> _Written request 1_
Answer these questions using the passage on climate data assimilation:
(a) What p-value threshold decided which months were kept in the backward selection?
(b) What was the shortest calibration overlap period allowed?
(c) How many monthly global precipitation measurement series does the HCLIM database contain?
> _Written request 2_
Print the passage on climate data assimilation word for word from "The models were" to "the observational error.".

In order to assimilate documentary data, a forward operator (H) needs to be defined. Like for the natural proxies, this was done by calibrating a multiple linear regression model based on gridded climate data or station data and is described in detail in the documentary data collection paper7,44. All necessary details on the forward model are given in the observation feedback archive files. In short, we use monthly data of the main driving variable (either temperature or precipitation). If an index covers a fixed season or month, this season (seasonal average) or month was chosen, and the forward operator then simply extracts this month or season from the state vector. For phenological dates, we also allowed months prior to the event in question to enter the model. We therefore included all previous months back to the start of the assimilation window. In a backward selection approach, we then retained only significant months (p < 0.1) but kept insignificant months between two significant months to obtain a consistent model. That differs from Burgdorf et al. (2023) only insofar that in the latter paper, all six months prior to a phenological event (defined as the month in which the 90th percentile of the time series lies) were included, whereas in our approach this was restricted to the months within the six-month assimilation window of ModE-RA. As a consequence, there are a few instances in which a series (e.g., spring thawing date) appears both in the boreal winter and in the boreal summer assimilation, as both models individually are significant. Another difference was that all models were calibrated based on anomalies from the 71-year moving average, as they will be assimilated in this form. In a few cases, highly non-Gaussian variables were transformed prior to calibration7,45,46.
The models were calibrated in an overlapping period that was ideally 70 years long and as early as possible, but we allowed for shorter periods down to 20 years. If the overlap was too short, we standardized the documentary record and scaled it with the standard deviation of the climate field data. The regression coefficients of the final model were then used as coefficients of the forward operator, and the variances of the residuals of the regression were used as an estimation of the observational error.
Instrumental measurements on land
Early meteorological measurements have a key role when studying past climate variations. A new comprehensive data compilation (HCLIM), with the focus on the early instrumental period, includes global, regional, and national databases as well as various other datasets and newly digitalized time series47. The HCLIM database contains early instrumental time series of global air temperature measurements (3633 series) between 1658–2021, monthly global atmospheric pressure measurements (807) between 1658–2020, monthly global precipitation measurements (4944) between 1677–2021, and monthly number of wet days (3072) between 1586–2019.

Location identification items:
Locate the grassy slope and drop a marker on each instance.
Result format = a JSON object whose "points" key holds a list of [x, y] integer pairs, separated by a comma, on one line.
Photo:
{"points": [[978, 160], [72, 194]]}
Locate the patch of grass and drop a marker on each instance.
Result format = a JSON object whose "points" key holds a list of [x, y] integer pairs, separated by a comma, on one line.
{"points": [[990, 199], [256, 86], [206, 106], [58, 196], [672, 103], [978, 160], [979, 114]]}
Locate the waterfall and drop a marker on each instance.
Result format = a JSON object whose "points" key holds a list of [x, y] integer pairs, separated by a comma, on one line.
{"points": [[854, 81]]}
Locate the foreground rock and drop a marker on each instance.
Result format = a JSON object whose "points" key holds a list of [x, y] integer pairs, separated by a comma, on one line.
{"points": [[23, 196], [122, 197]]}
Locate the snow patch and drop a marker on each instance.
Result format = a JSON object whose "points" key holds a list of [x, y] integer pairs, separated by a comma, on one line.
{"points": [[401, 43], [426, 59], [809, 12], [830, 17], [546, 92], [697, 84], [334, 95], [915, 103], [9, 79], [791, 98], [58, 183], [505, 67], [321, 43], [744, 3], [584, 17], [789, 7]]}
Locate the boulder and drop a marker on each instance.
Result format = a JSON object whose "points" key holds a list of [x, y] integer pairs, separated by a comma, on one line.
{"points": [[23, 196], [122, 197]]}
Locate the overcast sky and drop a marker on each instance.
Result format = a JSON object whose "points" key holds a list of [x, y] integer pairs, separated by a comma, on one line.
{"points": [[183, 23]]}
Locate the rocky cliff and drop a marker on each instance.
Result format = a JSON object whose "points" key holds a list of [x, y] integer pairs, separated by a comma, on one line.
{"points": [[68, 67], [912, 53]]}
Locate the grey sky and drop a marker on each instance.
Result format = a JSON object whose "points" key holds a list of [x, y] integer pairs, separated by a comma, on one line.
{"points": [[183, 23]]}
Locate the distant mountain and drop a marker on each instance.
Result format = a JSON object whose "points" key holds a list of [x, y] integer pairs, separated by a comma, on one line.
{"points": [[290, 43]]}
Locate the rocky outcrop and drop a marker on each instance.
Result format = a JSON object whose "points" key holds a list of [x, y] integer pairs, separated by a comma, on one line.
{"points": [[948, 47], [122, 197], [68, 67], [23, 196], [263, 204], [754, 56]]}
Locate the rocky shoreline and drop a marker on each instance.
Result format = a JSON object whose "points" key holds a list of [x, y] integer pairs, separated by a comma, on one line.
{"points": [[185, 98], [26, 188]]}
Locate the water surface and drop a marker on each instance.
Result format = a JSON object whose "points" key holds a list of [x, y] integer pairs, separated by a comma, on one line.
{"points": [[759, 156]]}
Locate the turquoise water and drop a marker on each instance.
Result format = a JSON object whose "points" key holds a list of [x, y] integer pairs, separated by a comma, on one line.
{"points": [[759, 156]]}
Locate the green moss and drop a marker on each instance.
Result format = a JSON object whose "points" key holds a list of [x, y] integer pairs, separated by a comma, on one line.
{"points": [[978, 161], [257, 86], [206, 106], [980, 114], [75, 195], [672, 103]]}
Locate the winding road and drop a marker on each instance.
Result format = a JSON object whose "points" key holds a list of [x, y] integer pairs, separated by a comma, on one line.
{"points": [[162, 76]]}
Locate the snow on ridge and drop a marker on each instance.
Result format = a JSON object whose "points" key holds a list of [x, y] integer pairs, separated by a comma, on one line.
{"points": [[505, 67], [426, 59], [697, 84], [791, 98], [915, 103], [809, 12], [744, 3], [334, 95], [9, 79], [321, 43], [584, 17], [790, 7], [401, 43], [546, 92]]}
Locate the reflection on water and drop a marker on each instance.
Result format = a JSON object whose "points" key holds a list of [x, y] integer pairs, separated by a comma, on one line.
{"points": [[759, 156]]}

> _Written reply 1_
(a) p < 0.1
(b) 20 years
(c) 4944

> _Written reply 2_
The models were calibrated in an overlapping period that was ideally 70 years long and as early as possible, but we allowed for shorter periods down to 20 years. If the overlap was too short, we standardized the documentary record and scaled it with the standard deviation of the climate field data. The regression coefficients of the final model were then used as coefficients of the forward operator, and the variances of the residuals of the regression were used as an estimation of the observational error.